Word for word, restate every record, though not the pictures.
[Start of section]
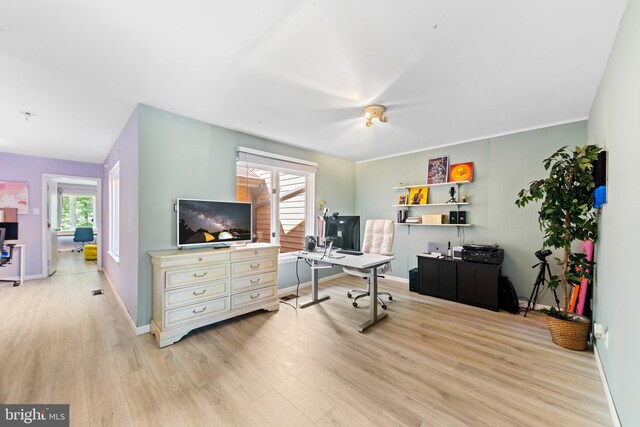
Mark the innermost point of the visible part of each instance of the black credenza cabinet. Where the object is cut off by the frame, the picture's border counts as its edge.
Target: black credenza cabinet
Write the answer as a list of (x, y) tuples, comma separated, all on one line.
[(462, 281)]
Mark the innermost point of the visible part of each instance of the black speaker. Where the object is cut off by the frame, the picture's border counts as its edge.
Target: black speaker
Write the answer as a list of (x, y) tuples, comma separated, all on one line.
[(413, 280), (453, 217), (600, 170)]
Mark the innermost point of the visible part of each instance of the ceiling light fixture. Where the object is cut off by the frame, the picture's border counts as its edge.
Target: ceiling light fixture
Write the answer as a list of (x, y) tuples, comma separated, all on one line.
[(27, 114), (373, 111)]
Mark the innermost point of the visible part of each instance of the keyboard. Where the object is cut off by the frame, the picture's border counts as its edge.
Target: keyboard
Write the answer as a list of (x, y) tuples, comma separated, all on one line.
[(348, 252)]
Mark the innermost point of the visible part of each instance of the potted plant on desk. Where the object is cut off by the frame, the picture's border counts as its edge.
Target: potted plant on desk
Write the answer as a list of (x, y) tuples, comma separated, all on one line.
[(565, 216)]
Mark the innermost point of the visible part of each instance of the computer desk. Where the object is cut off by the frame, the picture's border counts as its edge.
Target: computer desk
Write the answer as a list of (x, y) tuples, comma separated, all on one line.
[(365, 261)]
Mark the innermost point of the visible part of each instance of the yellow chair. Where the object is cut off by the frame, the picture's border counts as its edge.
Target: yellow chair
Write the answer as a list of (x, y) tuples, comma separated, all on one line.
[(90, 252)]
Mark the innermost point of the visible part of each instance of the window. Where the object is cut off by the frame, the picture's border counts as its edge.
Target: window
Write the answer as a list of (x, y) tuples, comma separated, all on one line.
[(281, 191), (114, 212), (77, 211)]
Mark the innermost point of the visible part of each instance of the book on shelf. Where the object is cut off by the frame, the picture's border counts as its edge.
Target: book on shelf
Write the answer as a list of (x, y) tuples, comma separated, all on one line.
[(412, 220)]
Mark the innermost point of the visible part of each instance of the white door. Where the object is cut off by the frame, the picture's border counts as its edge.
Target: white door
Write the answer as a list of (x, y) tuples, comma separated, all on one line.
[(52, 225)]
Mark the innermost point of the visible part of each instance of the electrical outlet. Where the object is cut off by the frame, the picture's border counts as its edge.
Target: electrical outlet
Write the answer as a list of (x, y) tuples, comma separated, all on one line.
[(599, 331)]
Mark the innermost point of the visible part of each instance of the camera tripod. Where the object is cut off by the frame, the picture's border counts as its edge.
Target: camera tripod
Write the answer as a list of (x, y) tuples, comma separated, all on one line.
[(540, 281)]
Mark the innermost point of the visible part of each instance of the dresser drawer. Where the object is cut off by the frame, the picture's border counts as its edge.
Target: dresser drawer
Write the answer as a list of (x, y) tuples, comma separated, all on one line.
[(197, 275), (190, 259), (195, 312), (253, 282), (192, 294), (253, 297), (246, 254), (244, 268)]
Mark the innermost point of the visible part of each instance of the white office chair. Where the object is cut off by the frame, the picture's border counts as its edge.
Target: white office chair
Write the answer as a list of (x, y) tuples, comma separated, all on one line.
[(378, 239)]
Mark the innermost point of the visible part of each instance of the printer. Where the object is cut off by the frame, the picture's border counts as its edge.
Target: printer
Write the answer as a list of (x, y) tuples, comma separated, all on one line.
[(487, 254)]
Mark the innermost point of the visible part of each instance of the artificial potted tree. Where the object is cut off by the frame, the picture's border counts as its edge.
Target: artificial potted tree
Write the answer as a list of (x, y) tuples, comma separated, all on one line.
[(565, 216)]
[End of section]
> Result of this task
Mark the innermost point of the visible part of each instance of the black credenza cabinet. Where the object is cut off by the frame, the picture's border counts as its edge.
Target: black credenza cabinet
Write the answer as a list of (x, y) tuples, comma separated, all on one line.
[(462, 281)]
Mark the innermost point of the visible part of each instance of the black speaker. Where the object is cut off by the frame, the picture's border counts as its edge.
Target: black speaker
Write the answer as a list of (x, y) tuples, comma separated, all on one line.
[(413, 280), (453, 217), (600, 170)]
Mark the innermost point of the visible part of each instance of the ceiling light fixture. Where the object is cut off by the frame, the picture's border counts as its edge.
Target: ceiling light fixture
Write the answer as a list of (x, y) tuples, comma separated, all on one line.
[(27, 114), (373, 111)]
Mark the innermost point of the visible part of each instance of the keyboard. Where the object is cut off by the frame, the picture's border counts as its edge.
Target: keyboard
Write the answer as a list of (x, y) tuples, comma separated, all on one line.
[(348, 252)]
Mark the innermost point of the visible part of each instance of the potted plant on desk. Where the object is cut off by the frame, the picture's border counts as its edge.
Target: potted plant on desk
Write the answer as a list of (x, y) tuples, comma separated, all on one line.
[(565, 216)]
Mark the innermost point of the visible part of each instance of the computer desk. Where the object is cut off by the frame, the picture's border counts as its edge.
Target: computer desk
Write the answer as a list of (x, y) tuples, comma separated, all on one line.
[(365, 261)]
Mark the innermost point of the visible part of each instance of the yellow chair. Where the object is cut off by the frame, the picture's border counts as its edge.
Target: yellow chair
Write the answer as a list of (x, y) tuples, comma separated, all on one line.
[(90, 252)]
Mark the innermost point of the visible part of each instance of the window. Where the object is cut off by the frame, the picture's border counts as its edge.
Target: window
Write the answer as a list of (x, y) tuples, comma separated, all on one line.
[(281, 191), (114, 212), (77, 211)]
Mark the innermost point of the visible part of each instance of the book on shelf. Where the object is cut off by the frame, the picture's border counts as its edge.
Target: book on shelf
Write the answer as a list of (x, y) tuples, comma separated, all on one line.
[(412, 220)]
Mark the innermost point of the visible part of each instance of the white door. Where the object is cut off by the frame, the picture's border counts as its edge.
Target: white door
Write the answer as a list of (x, y) tuples, comma separated, all on one line.
[(52, 225)]
Mark the innermost point of the visible part of each instance of the electrical outlet. Where the object is cut off by the frame, the picture's border counts as its edge.
Target: electrical outlet
Write the answer as a list of (x, y) tuples, comma separated, all on one line.
[(599, 331)]
Mark the innermost point of the visible part of each instance of the camera tripod. Where the object is cut off by the frame, the picture's border counts as its edge.
Target: camera tripod
Write the answer as a list of (x, y) tuples, comma separated, all on one line.
[(540, 281)]
Mark the innermost point of the visible part of each instance of the dresser drawer. Where the object is cut off by the frame, the picture's border counts as its edge.
Target: dresser drawer
Write the answer as a list of (x, y) tuples, comma separated, all on one line.
[(197, 275), (190, 259), (195, 312), (253, 282), (192, 294), (253, 297), (246, 254), (244, 268)]
Mark the innermost point of the visible part of each instance of the white office chair. Where the object is cut off by the frame, the picture's border counts as its edge.
Target: white office chair
Write the answer as a list of (x, y) tuples, comma separated, all on one line.
[(378, 239)]
Mark the innermost point of the visible part of each instance of the printer. Where the object is cut off by the frame, the picture's border counts as its edge.
Target: printer
Write the answer as a list of (x, y) tuples, comma separated, all on one line.
[(487, 254)]
Mark the innermost point of the visible part of each instance of the artificial potted tree. Where the object is cut off by the frame, the picture's border counts as its edge.
Target: artificial potted tree
Write the answer as a list of (x, y) tuples, comma separated, all on one line.
[(565, 216)]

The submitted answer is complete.